Data lines:
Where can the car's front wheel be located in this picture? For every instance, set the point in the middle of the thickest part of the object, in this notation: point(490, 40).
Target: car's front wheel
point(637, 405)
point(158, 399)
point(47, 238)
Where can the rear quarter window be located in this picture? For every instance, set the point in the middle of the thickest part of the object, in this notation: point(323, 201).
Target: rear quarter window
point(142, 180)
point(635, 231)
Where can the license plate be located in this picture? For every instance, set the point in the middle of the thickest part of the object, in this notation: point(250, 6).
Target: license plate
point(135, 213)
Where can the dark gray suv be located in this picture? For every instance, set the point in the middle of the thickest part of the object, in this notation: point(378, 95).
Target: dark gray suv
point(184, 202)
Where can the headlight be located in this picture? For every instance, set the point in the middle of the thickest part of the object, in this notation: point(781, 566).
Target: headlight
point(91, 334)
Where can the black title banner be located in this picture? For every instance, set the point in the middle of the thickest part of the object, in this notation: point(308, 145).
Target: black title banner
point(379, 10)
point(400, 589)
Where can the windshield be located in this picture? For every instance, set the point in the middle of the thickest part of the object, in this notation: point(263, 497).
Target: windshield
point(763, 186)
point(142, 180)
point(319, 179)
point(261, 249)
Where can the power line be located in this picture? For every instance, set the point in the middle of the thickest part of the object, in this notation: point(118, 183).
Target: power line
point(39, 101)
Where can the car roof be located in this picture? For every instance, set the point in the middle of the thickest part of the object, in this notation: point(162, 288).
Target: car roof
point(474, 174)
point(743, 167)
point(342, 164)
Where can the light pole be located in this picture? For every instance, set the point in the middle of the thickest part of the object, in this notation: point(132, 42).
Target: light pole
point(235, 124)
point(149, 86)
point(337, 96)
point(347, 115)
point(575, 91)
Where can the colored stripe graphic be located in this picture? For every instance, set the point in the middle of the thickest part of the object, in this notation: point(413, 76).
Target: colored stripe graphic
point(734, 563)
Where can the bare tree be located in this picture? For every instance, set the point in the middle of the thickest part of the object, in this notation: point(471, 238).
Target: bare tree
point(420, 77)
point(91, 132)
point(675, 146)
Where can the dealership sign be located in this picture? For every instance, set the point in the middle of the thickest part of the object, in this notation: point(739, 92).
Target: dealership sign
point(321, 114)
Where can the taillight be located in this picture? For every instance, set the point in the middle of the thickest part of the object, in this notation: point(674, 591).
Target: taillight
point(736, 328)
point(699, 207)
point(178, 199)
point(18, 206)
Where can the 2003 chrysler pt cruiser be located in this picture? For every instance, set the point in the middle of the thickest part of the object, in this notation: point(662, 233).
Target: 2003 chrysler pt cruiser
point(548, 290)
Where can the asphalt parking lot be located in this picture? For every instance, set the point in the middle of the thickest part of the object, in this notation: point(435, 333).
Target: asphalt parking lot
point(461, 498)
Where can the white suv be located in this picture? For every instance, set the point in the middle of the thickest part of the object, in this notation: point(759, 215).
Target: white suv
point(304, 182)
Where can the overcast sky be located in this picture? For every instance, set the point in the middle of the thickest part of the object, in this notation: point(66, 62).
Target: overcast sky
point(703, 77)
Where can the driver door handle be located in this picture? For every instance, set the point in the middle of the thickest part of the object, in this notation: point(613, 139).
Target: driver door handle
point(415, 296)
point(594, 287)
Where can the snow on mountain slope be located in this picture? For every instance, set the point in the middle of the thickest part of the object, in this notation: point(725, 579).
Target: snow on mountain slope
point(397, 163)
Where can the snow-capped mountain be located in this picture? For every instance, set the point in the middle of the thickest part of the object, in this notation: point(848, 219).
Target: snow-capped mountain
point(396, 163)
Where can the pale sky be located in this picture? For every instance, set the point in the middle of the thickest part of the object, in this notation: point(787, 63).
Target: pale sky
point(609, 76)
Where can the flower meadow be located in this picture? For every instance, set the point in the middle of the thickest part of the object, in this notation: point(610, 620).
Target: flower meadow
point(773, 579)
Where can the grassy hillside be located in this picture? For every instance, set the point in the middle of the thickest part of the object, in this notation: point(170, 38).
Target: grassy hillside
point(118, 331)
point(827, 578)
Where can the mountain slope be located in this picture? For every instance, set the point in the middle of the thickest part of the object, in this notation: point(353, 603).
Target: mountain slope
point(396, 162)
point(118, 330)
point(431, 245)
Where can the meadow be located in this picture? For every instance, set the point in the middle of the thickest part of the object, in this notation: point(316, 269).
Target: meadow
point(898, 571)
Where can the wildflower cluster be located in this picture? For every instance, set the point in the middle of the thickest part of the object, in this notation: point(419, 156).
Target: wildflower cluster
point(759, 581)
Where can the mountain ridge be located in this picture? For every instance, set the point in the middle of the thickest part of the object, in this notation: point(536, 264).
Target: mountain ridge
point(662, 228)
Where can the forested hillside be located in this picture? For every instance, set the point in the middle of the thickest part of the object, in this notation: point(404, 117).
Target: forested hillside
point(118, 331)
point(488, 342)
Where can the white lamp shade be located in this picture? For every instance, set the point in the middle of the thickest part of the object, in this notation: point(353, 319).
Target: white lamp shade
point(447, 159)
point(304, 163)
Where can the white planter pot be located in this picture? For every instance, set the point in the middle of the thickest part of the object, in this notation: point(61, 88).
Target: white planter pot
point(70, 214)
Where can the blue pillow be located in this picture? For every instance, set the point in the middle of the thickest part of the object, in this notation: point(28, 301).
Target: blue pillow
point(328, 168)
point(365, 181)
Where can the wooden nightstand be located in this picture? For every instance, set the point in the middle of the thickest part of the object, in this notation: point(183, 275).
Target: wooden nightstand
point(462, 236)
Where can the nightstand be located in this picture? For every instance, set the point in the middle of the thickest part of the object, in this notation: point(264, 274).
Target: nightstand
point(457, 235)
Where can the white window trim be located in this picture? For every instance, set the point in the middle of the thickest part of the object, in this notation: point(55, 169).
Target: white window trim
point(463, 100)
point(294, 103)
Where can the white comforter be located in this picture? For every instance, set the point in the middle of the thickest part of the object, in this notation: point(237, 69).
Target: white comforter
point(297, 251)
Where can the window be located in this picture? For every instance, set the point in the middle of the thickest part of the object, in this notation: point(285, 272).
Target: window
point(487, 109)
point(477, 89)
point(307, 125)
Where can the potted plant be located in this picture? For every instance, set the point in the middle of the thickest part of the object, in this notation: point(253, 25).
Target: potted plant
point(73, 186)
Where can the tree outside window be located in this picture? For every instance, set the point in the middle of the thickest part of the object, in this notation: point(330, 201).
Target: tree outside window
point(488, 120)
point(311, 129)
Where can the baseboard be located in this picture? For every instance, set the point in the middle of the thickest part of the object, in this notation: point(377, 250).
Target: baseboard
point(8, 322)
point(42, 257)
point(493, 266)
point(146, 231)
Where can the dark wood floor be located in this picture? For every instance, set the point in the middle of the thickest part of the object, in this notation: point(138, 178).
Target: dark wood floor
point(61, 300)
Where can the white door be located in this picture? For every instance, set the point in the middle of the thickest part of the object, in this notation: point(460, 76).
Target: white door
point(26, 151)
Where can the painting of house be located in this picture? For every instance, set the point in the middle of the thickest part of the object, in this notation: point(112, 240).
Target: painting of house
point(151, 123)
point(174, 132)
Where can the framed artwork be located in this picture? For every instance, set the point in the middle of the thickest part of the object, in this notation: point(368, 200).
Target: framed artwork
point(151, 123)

Problem to work on: Type out the entries again, word for word.

Solution to the exercise:
Where can the car's front wheel be located in this picture? For every instance, set the point in the middle of the thickest part of the object, in this notation: point(490, 40).
Target: car's front wheel
point(637, 405)
point(158, 399)
point(47, 238)
Where can the rear quarter window be located in this picture? For every instance, set the point in the middle of the thickest part of the object, in this notation: point(323, 201).
Target: rear quarter window
point(142, 180)
point(635, 231)
Where can the license plate be located in this picture? For every instance, set the point in the middle of the thickest part of the object, in this notation: point(250, 6).
Target: license plate
point(135, 213)
Where can the dark gray suv be located in this picture? For every instance, set the point in the middle of the thickest part of the object, in this notation: point(378, 95).
Target: dark gray suv
point(184, 202)
Where can the headlight be located in this picture? For every instance, set the point in the middle of the thickest part of the object, in this notation: point(781, 566).
Target: headlight
point(91, 334)
Where can the black title banner be located in this picture? For every instance, set the point in the middle of the thickest part of the object, in this notation: point(308, 145).
Target: black title banner
point(379, 10)
point(400, 589)
Where can the windshield be located in this picture? For every instance, set the point in the middle of the thickest part of the object, in this notation: point(263, 497).
Target: windshield
point(763, 186)
point(142, 180)
point(319, 179)
point(261, 249)
Where can the power line be located in this picture? For every instance, set the point in the middle of the thickest part of the object, in this notation: point(118, 183).
Target: power line
point(39, 101)
Where can the car roof be located in this picture? For every instance, set the point in the middle of the thickest part of the object, in this notation: point(162, 288).
Target: car roof
point(474, 174)
point(743, 167)
point(342, 164)
Where can the light pole be located in this picture? For every instance, set the point in the middle of the thickest part of the object, in this notation: point(132, 42).
Target: light pole
point(235, 124)
point(149, 86)
point(337, 96)
point(347, 115)
point(575, 91)
Where can the colored stripe graphic be located in this picture? For every instance, set the point in the middle of the thickest part of the object, in this notation: point(413, 76).
Target: colored stripe graphic
point(734, 563)
Where can the bare tree be located in this picture? For every instance, set the point in the middle of the thickest part of the object, in this notation: point(471, 238).
Target: bare tree
point(420, 77)
point(91, 132)
point(675, 146)
Where can the dealership sign be located in this picture? For every instance, set the point in the middle of the thickest part of the object, in this notation: point(739, 92).
Target: dealership sign
point(321, 114)
Where can the taillight be located in this picture? For every instance, set the point in the middle of the thickest part of the object, in this notation: point(674, 591).
Target: taillight
point(736, 328)
point(699, 207)
point(178, 199)
point(18, 206)
Where can the 2003 chrysler pt cruiser be located in this picture? For every instance, set the point in the middle of the thickest part of the object, in this notation: point(662, 233).
Target: 2003 chrysler pt cruiser
point(548, 290)
Where can the asphalt parking lot be located in this picture? For every instance, set the point in the middle of the thickest part of the object, in this notation: point(435, 333).
Target: asphalt parking lot
point(461, 498)
Where can the white suv be located in this picture? For every instance, set the point in the middle of the thickest part of the object, in this notation: point(759, 215).
Target: white suv
point(304, 182)
Where can the overcast sky be located in this picture? For every instance, set the point in the middle of the thickest part of the object, in this notation: point(66, 62).
Target: overcast sky
point(703, 77)
Where can the driver door handle be located in this picture? For every instance, set the point in the middle of the thickest part of the object, in this notation: point(613, 139).
Target: driver door handle
point(415, 296)
point(594, 287)
Where can the snow on mountain slope be located in this picture? For every instance, set the point in the middle of the thickest part of the object, in this notation: point(725, 579).
Target: snow on mountain slope
point(397, 163)
Where can the snow-capped mountain be located in this picture? For every instance, set the point in the middle of the thickest part of the object, in this notation: point(848, 219).
Target: snow-capped mountain
point(396, 163)
Where can the pale sky be located in this picture? For every instance, set the point in the middle of the thickest part of the object, in this notation: point(787, 63).
Target: pale sky
point(609, 76)
Where can the flower meadow be located in this picture? For every instance, set the point in the middle of the thickest part of the object, in this notation: point(610, 620).
Target: flower meadow
point(773, 579)
Where can the grassy hillside be located in this picture? For every instance, set the point in the middle of the thickest part of the object, in this notation: point(170, 38).
Target: grassy hillside
point(118, 331)
point(827, 578)
Where can the mountain slope be located in this picture? For every instance, set the point in the middle of the thickest part of the object, in this notation: point(353, 603).
Target: mountain slope
point(396, 162)
point(118, 330)
point(431, 245)
Where can the meadow be located in this picture? For every instance, set the point in the middle of the thickest part of the object, in this notation: point(316, 269).
Target: meadow
point(898, 571)
Where can the wildflower cluster be located in this picture? For every instance, set the point in the middle of the thickest part of the object, in this notation: point(419, 156).
Target: wildflower cluster
point(759, 581)
Where can the mountain ridge be located in this picture? For every instance, set the point in the middle of the thickest part of the object, in this notation: point(536, 264).
Target: mountain ridge
point(662, 228)
Where can the forested hillside be located in this picture? For every instance, set the point in the middle of the thickest part of the object, in this notation: point(404, 117).
Target: forested hillside
point(118, 331)
point(488, 342)
Where can the white lamp shade be located in this picture? For every instance, set the point in the middle of the thickest part of the object, in this notation: point(353, 319).
Target: white lamp shade
point(447, 159)
point(304, 163)
Where can the white planter pot be located in this picture? For every instance, set the point in the middle of the thickest part of the object, in this notation: point(61, 88).
Target: white planter pot
point(70, 214)
Where can the blue pillow be located in this picture? For every instance, set the point in the middle of the thickest part of the object, in this notation: point(28, 301).
Target: blue pillow
point(328, 168)
point(365, 181)
Where can the wooden nightstand be located in this picture? For every instance, set the point in the middle of the thickest part of the object, in this notation: point(183, 275).
Target: wooden nightstand
point(462, 236)
Where can the nightstand be located in this picture? For every instance, set the point in the middle of the thickest part of the object, in this notation: point(264, 274).
Target: nightstand
point(457, 235)
Where can the white window trim be located in this picture? For every instance, set the point in the middle of the thickest part of the object, in this notation: point(55, 169).
Target: white window trim
point(463, 100)
point(294, 103)
Where can the white comforter be located in this picture? For every instance, set the point in the middle of the thickest part of the object, in this notation: point(237, 69).
Target: white comforter
point(297, 251)
Where can the window be located in this picture? For every instance, set the point in the middle of the thickest part of the object, in this notation: point(285, 272).
Target: window
point(487, 109)
point(477, 89)
point(307, 125)
Where can the potted plant be located in this picture? For every instance, set the point in the middle of the thickest part of the object, in this notation: point(253, 25).
Target: potted plant
point(73, 186)
Where can the tree outside window be located in this picture? For every instance, set the point in the middle of the thickest part of the object, in this notation: point(330, 201).
Target: tree outside window
point(488, 120)
point(311, 129)
Where can the baseboard be located in this picture? For every instance, set the point in the middle of the thickest part of the object, in this notation: point(377, 250).
Target: baseboard
point(8, 322)
point(42, 257)
point(493, 266)
point(146, 231)
Where can the dark wood floor be located in this picture? For every instance, set the point in the middle of the thickest part of the object, in this notation: point(138, 178).
Target: dark wood floor
point(61, 300)
Where can the white door be located in this picture? For every instance, set the point in the middle of the thickest part of the object, in this notation: point(460, 76).
Target: white door
point(26, 151)
Where can the painting of house be located in this picture? For every instance, set the point in the middle of the thickest part of the object, in this notation: point(112, 240).
Target: painting of house
point(151, 123)
point(174, 132)
Where can the framed artwork be located in this picture? For every instance, set the point in the middle of the thickest part of the object, in this notation: point(368, 200).
Target: framed artwork
point(151, 123)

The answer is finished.